** REQUIREMENTS **
Identify each line below that contains the string "pink" and copy those lines. Case counts.

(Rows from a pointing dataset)
++++

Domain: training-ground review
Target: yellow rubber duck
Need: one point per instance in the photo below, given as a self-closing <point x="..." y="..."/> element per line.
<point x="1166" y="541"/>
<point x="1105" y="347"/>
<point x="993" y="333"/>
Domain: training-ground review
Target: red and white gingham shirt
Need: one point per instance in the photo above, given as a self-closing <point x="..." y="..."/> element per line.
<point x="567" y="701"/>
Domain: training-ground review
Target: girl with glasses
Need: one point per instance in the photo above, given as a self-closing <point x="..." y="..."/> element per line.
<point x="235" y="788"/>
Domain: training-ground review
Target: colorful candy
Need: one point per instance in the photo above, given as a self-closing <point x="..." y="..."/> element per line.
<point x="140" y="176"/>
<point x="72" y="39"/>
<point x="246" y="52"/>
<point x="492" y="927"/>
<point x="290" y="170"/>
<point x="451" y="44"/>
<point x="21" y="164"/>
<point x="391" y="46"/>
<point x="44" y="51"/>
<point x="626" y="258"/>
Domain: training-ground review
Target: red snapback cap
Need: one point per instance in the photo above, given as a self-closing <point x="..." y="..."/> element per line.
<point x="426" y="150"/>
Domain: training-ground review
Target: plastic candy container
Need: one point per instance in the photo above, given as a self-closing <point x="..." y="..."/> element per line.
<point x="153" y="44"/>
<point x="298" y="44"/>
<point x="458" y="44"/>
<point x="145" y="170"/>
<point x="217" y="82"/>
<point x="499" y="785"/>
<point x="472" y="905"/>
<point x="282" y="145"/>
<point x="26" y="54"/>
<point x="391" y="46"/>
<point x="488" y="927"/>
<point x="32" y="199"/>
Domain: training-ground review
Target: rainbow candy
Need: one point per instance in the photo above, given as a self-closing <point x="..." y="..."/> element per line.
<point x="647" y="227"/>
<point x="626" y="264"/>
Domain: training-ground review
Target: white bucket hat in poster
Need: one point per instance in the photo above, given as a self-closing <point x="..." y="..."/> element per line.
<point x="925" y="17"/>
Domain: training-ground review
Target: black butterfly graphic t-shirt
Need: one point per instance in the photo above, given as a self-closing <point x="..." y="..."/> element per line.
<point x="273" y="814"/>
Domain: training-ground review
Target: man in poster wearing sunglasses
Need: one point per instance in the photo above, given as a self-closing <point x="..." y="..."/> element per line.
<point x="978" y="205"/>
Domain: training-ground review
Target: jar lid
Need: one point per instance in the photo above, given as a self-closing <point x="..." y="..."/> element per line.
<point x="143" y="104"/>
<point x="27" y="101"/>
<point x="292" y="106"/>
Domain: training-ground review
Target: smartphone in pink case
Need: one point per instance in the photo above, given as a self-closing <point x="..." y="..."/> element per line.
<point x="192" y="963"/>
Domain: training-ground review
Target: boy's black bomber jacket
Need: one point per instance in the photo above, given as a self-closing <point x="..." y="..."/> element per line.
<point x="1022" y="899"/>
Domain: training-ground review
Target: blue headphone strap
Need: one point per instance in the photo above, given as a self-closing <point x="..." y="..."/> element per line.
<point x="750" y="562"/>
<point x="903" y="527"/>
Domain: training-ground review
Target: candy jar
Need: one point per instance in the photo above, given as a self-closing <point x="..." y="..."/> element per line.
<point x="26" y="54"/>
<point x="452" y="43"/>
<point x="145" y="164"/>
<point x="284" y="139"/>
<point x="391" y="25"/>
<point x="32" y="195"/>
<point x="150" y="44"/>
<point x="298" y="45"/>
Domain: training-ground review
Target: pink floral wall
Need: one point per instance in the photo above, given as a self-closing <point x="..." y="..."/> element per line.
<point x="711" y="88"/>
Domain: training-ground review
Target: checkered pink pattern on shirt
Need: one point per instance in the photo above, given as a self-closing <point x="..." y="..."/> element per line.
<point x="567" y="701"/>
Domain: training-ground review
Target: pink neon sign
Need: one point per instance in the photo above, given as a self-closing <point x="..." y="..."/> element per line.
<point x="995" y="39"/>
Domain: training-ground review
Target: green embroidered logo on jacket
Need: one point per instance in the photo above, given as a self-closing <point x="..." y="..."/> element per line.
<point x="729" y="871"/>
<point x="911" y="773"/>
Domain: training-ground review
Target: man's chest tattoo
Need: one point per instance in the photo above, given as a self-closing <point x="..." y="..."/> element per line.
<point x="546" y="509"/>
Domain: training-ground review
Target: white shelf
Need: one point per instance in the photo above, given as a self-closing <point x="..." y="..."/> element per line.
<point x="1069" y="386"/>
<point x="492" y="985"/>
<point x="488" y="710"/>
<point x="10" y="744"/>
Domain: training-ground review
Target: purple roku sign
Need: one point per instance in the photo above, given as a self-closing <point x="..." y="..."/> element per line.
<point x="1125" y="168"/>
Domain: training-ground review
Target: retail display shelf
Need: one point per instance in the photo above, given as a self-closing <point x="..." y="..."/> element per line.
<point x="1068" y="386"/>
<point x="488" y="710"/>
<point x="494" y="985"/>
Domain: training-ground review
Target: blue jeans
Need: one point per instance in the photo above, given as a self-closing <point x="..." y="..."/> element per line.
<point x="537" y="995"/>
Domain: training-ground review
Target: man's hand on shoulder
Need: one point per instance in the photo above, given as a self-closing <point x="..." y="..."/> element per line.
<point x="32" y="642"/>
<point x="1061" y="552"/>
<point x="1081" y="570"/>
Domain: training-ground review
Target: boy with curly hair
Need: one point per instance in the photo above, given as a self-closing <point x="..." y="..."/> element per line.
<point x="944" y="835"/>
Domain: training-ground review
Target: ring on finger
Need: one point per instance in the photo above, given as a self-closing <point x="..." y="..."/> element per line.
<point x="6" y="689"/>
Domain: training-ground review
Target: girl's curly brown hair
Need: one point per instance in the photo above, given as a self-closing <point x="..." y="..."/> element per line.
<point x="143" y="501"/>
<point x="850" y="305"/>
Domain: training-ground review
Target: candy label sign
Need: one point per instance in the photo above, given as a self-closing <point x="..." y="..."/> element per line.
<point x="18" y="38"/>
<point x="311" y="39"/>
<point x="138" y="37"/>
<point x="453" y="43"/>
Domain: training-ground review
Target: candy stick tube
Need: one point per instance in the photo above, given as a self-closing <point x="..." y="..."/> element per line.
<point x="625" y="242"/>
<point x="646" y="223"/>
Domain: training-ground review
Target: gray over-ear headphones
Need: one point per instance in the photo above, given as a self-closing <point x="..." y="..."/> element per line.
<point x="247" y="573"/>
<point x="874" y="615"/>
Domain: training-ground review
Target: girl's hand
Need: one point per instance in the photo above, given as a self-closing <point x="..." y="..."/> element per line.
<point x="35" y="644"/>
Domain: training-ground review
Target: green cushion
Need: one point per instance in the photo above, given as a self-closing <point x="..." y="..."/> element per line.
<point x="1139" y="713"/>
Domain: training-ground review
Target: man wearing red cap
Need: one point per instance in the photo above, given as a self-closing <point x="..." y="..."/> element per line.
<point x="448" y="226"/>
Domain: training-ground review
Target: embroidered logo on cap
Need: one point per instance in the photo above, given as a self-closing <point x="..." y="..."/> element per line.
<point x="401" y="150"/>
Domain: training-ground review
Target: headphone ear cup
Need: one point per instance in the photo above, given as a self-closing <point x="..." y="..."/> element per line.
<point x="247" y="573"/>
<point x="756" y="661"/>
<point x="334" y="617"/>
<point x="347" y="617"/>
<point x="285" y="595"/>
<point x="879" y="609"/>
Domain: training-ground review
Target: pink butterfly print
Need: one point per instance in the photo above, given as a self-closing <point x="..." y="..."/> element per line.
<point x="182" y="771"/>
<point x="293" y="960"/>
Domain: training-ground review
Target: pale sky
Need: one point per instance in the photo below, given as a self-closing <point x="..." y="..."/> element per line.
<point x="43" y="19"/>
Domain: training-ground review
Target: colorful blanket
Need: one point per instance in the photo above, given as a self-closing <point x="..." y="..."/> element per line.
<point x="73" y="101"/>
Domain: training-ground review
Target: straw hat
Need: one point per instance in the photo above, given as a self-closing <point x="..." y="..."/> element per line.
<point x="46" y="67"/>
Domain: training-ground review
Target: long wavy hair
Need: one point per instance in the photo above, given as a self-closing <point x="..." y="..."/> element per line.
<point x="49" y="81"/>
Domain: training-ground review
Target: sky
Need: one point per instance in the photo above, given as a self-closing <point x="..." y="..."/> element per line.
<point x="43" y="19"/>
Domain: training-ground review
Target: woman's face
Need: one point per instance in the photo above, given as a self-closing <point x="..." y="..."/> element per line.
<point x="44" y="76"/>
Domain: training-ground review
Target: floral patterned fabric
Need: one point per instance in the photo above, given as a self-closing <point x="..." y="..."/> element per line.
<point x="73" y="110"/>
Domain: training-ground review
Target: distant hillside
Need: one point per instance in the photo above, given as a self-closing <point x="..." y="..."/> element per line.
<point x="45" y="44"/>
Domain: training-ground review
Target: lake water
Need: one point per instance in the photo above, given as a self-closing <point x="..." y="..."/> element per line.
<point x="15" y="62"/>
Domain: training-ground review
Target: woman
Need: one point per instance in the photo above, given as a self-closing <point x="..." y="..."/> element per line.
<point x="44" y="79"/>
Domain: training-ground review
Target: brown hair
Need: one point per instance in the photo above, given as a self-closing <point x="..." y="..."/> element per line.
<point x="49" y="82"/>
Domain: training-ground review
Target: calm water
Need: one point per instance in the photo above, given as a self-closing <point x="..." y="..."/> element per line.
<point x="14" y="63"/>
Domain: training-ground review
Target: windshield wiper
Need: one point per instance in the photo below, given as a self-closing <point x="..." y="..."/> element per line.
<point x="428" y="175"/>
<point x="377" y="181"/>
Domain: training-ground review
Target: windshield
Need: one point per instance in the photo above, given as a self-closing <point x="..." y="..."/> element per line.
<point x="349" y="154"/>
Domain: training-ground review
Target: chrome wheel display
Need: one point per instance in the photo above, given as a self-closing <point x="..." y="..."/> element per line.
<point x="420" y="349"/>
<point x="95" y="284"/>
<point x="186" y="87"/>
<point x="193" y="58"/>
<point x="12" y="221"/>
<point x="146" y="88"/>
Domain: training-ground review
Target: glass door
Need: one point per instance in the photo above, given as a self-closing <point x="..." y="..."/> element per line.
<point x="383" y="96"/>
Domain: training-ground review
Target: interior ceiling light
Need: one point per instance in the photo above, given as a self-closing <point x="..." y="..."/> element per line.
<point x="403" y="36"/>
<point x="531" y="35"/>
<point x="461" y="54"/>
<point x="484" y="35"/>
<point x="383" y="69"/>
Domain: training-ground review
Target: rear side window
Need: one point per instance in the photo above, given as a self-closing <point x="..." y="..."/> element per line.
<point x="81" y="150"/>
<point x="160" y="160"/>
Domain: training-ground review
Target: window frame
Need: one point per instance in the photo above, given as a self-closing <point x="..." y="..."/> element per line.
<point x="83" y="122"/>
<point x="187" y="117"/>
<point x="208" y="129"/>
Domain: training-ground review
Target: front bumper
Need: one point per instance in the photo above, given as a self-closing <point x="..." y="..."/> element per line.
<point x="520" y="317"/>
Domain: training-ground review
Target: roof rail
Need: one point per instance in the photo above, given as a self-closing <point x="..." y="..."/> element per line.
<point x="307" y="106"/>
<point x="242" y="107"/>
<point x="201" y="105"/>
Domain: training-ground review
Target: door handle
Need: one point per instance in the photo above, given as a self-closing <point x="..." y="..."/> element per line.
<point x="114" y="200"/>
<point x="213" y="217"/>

++++

** WORKED ANSWER **
Target: smartphone in pink case
Target: pink floral wall
Target: checkered pink pattern on shirt
Target: pink neon sign
Target: pink butterfly print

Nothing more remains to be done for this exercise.